Set of tasks
(1) According to the article on Chase's marketing, what share of people applying for Chase mortgages already do other business with the bank?
(2) From the article on Chase's marketing, print the passage that opens with the words containing "Thygesen often references" and closes with "solving people’s problems.".
(3) Translate this sentence from the article on Chase's marketing into Spanish: "Lemkau frames her argument in terms of customer service."

Document extract
_____

Thygesen often references how consumers get “creeped out” by data analytics. After all, anyone who has ever been followed around the web by a “Do you have fat in your liver?” banner knows that feeling. But Lemkau said financial marketers should readjust their thinking. And their terminology.

Instead of thinking of data as data, she recommends marketers “think about it as information around somebody’s life.” Perhaps your spouse, or mother, or kid. Then it can have a profound impact on what you do with the data, and for what purpose. It’s one thing if you are just trying to exploit data to sell more stuff. But it’s another if you’re trying to grow your organization’s bottom line by identifying pain points and solving people’s problems.

Lemkau frames her argument in terms of customer service. For instance, everything that can be done to eliminate the need to fill out a form or application is a big win.

“It’s a change in mindset,” Lemkau explains. “You should only have to become our customer once. After that, I should be able to offer you what you need.”

Currently, half of those who apply for Chase mortgages already have other business with the bank.

“And yet they don’t get treated any differently,” says Lemkau, who bemoans the fact that everyone must fill out the entire battery of paperwork, even existing customers. “It’s super-annoying that we ask for their addresses, emails, and other things that they expect us to know already. In a ‘one-click-to-accept’ world, that’s the next opportunity for us.”

Polishing Up the Chase Sapphire Brand

“Does anybody know the names of bank checking accounts?” asks Lemkau rhetorically. Typically financial institutions have names for each account internally, but to consumers they are usually meaningless, if they know them at all. Lemkau thinks that such names are not really brands.

For JPMorgan Chase, the concept behind the company’s latest Sapphire launch was to forge a new lifestyle banking brand — a means to build broader relationships with a specific target segment: affluent Millennials. The name came from the bank’s Sapphire and Sapphire Reserve credit cards. Lemkau says Chase had a great brand in that name, and retooled a relatively unknown premium checking account to be the centerpiece of Sapphire Banking.

Data enabled Chase to build around that.

“We’ve learned a lot about affluent Millennials,” Lemkau says. “For example, they like value, and they don’t want to be boring like us Gen Xers.” So the bank assembled services around  that understanding — no ATM fees, waiver of other everyday fees, free online trading, access to the Sapphire Lounge in pop-up locations at concerts, sports events, and other venues.

Lemkau said the reception has been strong, even though formal marketing hasn’t even begun yet.

“Marketing has to be much further involved in product design, rather than just selling things,” she says.

_____

Supplied records
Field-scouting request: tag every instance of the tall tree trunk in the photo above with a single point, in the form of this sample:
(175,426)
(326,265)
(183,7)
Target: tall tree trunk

_____

List of solutions
(1) Half of them.

(2)
Thygesen often references how consumers get “creeped out” by data analytics. After all, anyone who has ever been followed around the web by a “Do you have fat in your liver?” banner knows that feeling. But Lemkau said financial marketers should readjust their thinking. And their terminology.

Instead of thinking of data as data, she recommends marketers “think about it as information around somebody’s life.” Perhaps your spouse, or mother, or kid. Then it can have a profound impact on what you do with the data, and for what purpose. It’s one thing if you are just trying to exploit data to sell more stuff. But it’s another if you’re trying to grow your organization’s bottom line by identifying pain points and solving people’s problems.

(3) Lemkau plantea su argumento en términos de servicio al cliente.